- TASK:
Lines containing the word "tree" are the ones to copy from the records below.

[Saved entries]
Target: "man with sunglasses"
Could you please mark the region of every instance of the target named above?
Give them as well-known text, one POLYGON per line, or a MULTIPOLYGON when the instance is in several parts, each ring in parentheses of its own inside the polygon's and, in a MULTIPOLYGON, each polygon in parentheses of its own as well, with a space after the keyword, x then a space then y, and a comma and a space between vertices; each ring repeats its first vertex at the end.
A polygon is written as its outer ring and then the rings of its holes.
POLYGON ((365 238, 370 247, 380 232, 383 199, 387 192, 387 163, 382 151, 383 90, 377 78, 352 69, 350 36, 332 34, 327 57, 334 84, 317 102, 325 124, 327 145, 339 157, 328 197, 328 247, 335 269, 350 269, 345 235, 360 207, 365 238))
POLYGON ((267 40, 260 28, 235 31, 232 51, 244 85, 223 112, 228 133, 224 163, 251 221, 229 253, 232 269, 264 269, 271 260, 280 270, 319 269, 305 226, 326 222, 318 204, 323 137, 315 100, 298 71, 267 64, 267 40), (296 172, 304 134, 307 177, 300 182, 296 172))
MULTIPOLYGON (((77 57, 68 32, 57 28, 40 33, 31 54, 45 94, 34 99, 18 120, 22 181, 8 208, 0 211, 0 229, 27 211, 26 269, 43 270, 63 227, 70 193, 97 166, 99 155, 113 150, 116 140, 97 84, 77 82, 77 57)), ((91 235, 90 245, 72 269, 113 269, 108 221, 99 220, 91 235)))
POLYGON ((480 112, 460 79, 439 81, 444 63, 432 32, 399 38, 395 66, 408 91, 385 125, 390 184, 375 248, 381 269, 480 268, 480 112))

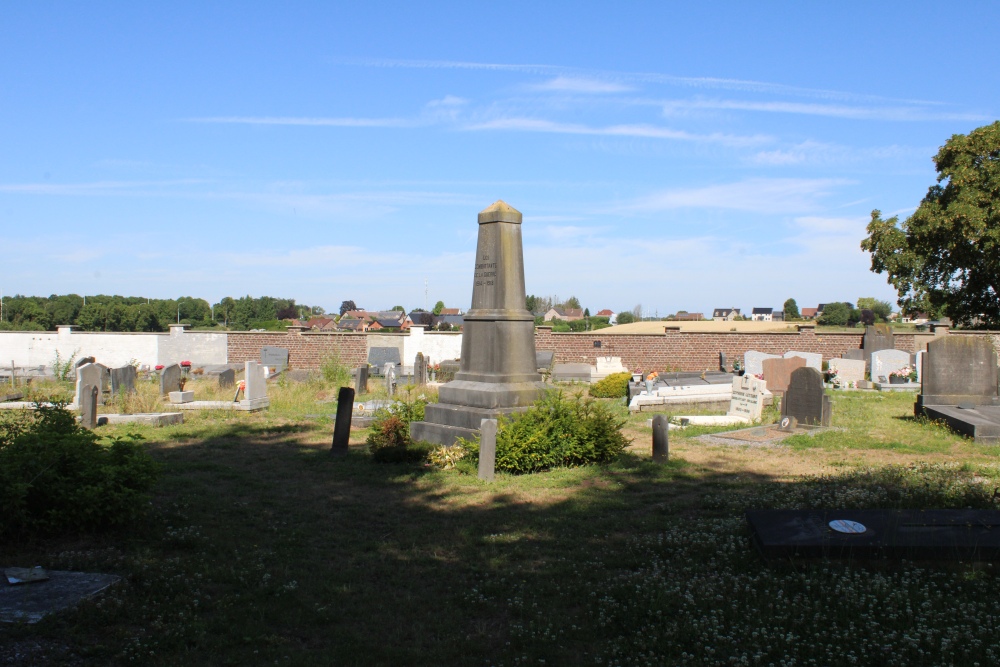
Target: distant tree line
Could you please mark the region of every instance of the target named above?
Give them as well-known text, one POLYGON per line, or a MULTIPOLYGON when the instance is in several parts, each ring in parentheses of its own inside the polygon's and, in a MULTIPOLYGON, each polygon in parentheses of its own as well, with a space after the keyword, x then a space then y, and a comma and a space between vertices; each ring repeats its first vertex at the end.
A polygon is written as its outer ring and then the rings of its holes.
POLYGON ((73 324, 84 331, 166 331, 173 323, 193 328, 225 327, 282 330, 282 320, 323 315, 319 306, 296 304, 295 299, 270 296, 225 297, 209 304, 205 299, 149 299, 137 296, 82 297, 53 294, 48 297, 15 295, 3 299, 0 330, 54 331, 73 324))

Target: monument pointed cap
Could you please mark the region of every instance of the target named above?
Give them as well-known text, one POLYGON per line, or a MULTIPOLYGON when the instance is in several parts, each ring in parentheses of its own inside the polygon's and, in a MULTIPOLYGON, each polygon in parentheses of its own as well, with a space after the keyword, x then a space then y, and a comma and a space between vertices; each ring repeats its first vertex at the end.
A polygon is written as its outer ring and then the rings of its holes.
POLYGON ((513 222, 521 224, 521 212, 502 199, 498 199, 479 212, 479 224, 487 222, 513 222))

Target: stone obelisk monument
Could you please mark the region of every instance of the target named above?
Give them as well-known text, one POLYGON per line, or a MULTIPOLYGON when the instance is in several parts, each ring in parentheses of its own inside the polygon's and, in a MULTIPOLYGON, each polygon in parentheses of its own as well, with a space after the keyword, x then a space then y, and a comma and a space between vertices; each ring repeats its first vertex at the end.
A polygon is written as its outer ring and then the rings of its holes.
POLYGON ((545 388, 535 363, 535 318, 525 307, 521 213, 498 201, 479 213, 472 308, 462 359, 440 403, 410 425, 414 440, 450 445, 472 438, 483 419, 525 410, 545 388))

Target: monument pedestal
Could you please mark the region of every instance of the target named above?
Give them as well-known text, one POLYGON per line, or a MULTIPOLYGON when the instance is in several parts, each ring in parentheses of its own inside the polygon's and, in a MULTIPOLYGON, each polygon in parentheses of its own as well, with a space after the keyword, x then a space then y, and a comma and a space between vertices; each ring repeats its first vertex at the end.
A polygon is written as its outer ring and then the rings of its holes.
POLYGON ((455 379, 428 405, 410 437, 441 445, 474 438, 484 419, 528 409, 545 389, 535 361, 534 317, 525 307, 521 214, 498 201, 479 214, 479 240, 455 379))

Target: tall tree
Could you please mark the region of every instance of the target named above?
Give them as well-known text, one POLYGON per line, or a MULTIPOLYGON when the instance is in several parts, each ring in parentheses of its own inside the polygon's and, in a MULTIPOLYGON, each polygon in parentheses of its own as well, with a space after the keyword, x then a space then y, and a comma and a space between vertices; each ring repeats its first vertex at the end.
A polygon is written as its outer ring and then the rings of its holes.
POLYGON ((786 320, 797 320, 802 317, 799 313, 799 304, 795 303, 795 299, 786 299, 782 310, 785 311, 786 320))
POLYGON ((435 315, 440 315, 442 310, 444 310, 444 301, 438 301, 434 304, 434 310, 431 312, 435 315))
POLYGON ((343 317, 344 313, 349 310, 357 310, 358 306, 353 301, 342 301, 340 304, 340 316, 343 317))
POLYGON ((1000 326, 1000 121, 953 135, 934 164, 913 215, 900 224, 872 211, 861 248, 904 310, 1000 326))

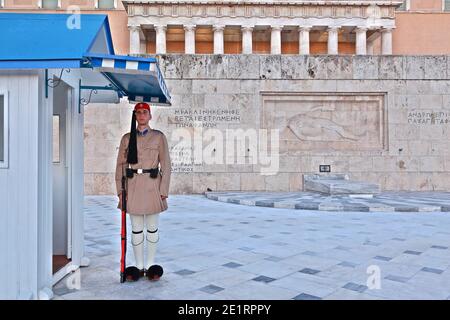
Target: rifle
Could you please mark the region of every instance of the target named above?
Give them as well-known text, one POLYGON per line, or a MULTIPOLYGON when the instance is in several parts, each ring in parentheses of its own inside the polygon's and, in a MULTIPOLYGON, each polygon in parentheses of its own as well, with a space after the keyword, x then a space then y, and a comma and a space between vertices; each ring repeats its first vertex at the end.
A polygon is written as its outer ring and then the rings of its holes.
POLYGON ((122 255, 120 258, 120 283, 126 280, 126 255, 127 255, 127 190, 126 190, 126 178, 122 177, 122 230, 121 230, 121 247, 122 255))

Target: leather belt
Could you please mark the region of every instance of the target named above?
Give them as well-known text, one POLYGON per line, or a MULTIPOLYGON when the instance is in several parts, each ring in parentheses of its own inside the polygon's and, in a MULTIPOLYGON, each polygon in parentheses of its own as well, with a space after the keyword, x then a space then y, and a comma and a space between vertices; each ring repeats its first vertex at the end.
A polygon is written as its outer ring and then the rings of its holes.
POLYGON ((133 178, 135 174, 144 174, 150 173, 150 178, 156 178, 159 173, 159 168, 151 168, 151 169, 132 169, 126 168, 127 178, 133 178))

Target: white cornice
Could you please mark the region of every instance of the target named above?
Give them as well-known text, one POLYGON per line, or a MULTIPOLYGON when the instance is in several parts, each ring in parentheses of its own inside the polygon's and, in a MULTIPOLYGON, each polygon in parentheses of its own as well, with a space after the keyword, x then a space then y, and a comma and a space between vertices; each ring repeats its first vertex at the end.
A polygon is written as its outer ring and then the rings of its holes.
POLYGON ((342 5, 400 6, 402 0, 123 0, 128 4, 257 4, 257 5, 342 5))
POLYGON ((395 6, 400 1, 312 1, 312 0, 126 0, 128 17, 173 17, 173 18, 286 18, 332 17, 332 18, 387 18, 395 19, 395 6), (227 4, 228 3, 228 4, 227 4), (233 3, 234 5, 230 5, 233 3), (252 4, 253 3, 253 4, 252 4), (270 3, 270 4, 269 4, 270 3), (295 3, 295 5, 285 5, 295 3), (317 5, 324 3, 324 5, 317 5), (353 5, 353 4, 360 5, 353 5), (361 5, 362 3, 371 5, 361 5), (384 3, 385 5, 377 5, 384 3), (388 5, 391 4, 391 5, 388 5), (338 5, 337 5, 338 4, 338 5), (352 4, 352 5, 346 5, 352 4))

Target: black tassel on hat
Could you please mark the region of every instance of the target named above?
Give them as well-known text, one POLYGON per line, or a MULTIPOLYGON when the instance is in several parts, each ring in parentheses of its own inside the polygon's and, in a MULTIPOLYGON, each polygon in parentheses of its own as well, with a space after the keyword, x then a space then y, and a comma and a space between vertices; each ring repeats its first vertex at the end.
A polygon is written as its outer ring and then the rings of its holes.
POLYGON ((130 141, 128 143, 127 162, 129 164, 138 163, 137 142, 136 142, 136 111, 133 110, 131 117, 130 141))

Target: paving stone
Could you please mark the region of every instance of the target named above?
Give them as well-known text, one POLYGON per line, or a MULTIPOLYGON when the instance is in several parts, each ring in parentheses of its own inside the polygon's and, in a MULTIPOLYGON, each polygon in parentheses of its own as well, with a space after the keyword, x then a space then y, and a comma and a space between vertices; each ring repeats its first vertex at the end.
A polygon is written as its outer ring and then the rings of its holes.
POLYGON ((294 300, 322 300, 320 297, 313 296, 307 293, 300 293, 298 296, 293 298, 294 300))
POLYGON ((384 256, 376 256, 376 257, 373 257, 375 260, 381 260, 381 261, 391 261, 392 260, 392 258, 390 258, 390 257, 384 257, 384 256))
POLYGON ((412 255, 415 255, 415 256, 418 256, 418 255, 422 254, 422 252, 414 251, 414 250, 406 250, 406 251, 403 251, 403 253, 405 253, 405 254, 412 254, 412 255))
POLYGON ((269 283, 272 282, 276 279, 271 278, 271 277, 266 277, 266 276, 258 276, 256 278, 253 279, 254 281, 258 281, 258 282, 264 282, 264 283, 269 283))
POLYGON ((448 247, 446 247, 446 246, 431 246, 431 248, 433 248, 433 249, 440 249, 440 250, 447 250, 448 249, 448 247))
POLYGON ((222 291, 223 288, 219 287, 219 286, 215 286, 213 284, 210 284, 206 287, 200 288, 201 291, 206 292, 206 293, 216 293, 219 291, 222 291))
POLYGON ((348 289, 348 290, 352 290, 352 291, 357 291, 357 292, 364 292, 364 291, 367 290, 367 286, 356 284, 356 283, 353 283, 353 282, 347 283, 345 286, 343 286, 343 288, 344 289, 348 289))
POLYGON ((431 272, 431 273, 436 273, 436 274, 441 274, 442 272, 444 272, 444 270, 440 270, 440 269, 436 269, 436 268, 428 268, 428 267, 423 267, 421 269, 421 271, 431 272))
POLYGON ((357 266, 356 263, 352 263, 352 262, 348 262, 348 261, 342 261, 341 263, 339 263, 340 266, 343 267, 348 267, 348 268, 354 268, 357 266))
POLYGON ((396 281, 396 282, 407 282, 409 278, 402 277, 402 276, 396 276, 396 275, 387 275, 384 277, 385 279, 396 281))
POLYGON ((228 262, 226 264, 223 264, 224 267, 228 267, 228 268, 237 268, 242 266, 242 264, 240 263, 236 263, 236 262, 228 262))
POLYGON ((320 270, 315 270, 315 269, 310 269, 310 268, 304 268, 302 270, 300 270, 299 272, 301 273, 306 273, 306 274, 317 274, 320 272, 320 270))
POLYGON ((195 273, 195 271, 183 269, 183 270, 176 271, 175 273, 179 274, 180 276, 186 276, 186 275, 195 273))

- EXERCISE RESPONSE:
Target: distant tree line
Target: tall tree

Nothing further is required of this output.